# Aim
Can you reproduce everything from "The ball usually" down to "Hope this helps." in the golf thread below, word for word?

# Text passage
┌────────
# Whenever My Shots are Bad--I hit fat



## gdave (May 4, 2006)

Usually I do fine but when I make a mistake I always notice I have hit the ground first. Of course I lose Distance and/or accuracy. 

I have more trouble in wet weather or on tight fairways. To me this might indicate I hit behind more than I think. With a fluffy fairway and dry weather I can almost shoot par. 

The ball usually goes straight and pretty high and average length. My Drive is about 265 yards. I would love to eliminate the fat shots and maybe be a scratch golfer.


----------



## CanCaddy (Apr 25, 2006)

As with most problems with a golf swing, there could be a number of things causing it - ain't golf fun  

With hitting fat, it seems that the biggest cause is not gettting a good weight shift. You wind up putting the right shoulder ahead which can not only give you a fat shot, but also in time injure your shoulder. Another big problem can be if you aren't accelerating in your swing when you hit the ball. If you consistently slow down at the bottom of your swing, you're going to see a lot of fat hits.

Hope this helps.


----------



## gdave (May 4, 2006)

*Thank You For the Advice*

I know your advice is good about accelerating at the bottom and shifting the weight. I understand what you are saying. 

I am not sure I know what you mean by puting the right shoulder ahead. At 56 years old I am very concerned about having a good swing that will not give me shoulder problems. (Also, I know from experience that it is much easier to play this game with a good swing than a bad one. So that has been my goal for the last year...just improve my swing and forget about the score for now.


----------
└────────
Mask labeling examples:
┌────────
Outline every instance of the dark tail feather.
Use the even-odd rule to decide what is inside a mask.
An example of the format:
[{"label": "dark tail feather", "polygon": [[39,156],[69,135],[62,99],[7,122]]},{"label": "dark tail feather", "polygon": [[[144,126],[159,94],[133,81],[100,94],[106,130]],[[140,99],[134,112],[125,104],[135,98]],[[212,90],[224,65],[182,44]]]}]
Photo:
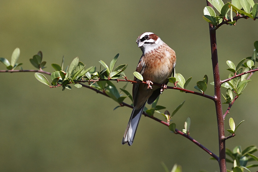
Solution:
[{"label": "dark tail feather", "polygon": [[134,108],[133,110],[127,127],[125,130],[123,139],[122,140],[122,144],[123,144],[127,143],[128,145],[131,146],[133,144],[137,127],[139,124],[139,122],[140,121],[140,119],[141,119],[141,117],[142,116],[142,114],[146,103],[146,102],[145,102],[142,106],[138,110],[135,110]]}]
└────────
# Solution to this task
The ball usually goes straight and pretty high and average length. My Drive is about 265 yards. I would love to eliminate the fat shots and maybe be a scratch golfer.


----------



## CanCaddy (Apr 25, 2006)

As with most problems with a golf swing, there could be a number of things causing it - ain't golf fun  

With hitting fat, it seems that the biggest cause is not gettting a good weight shift. You wind up putting the right shoulder ahead which can not only give you a fat shot, but also in time injure your shoulder. Another big problem can be if you aren't accelerating in your swing when you hit the ball. If you consistently slow down at the bottom of your swing, you're going to see a lot of fat hits.

Hope this helps.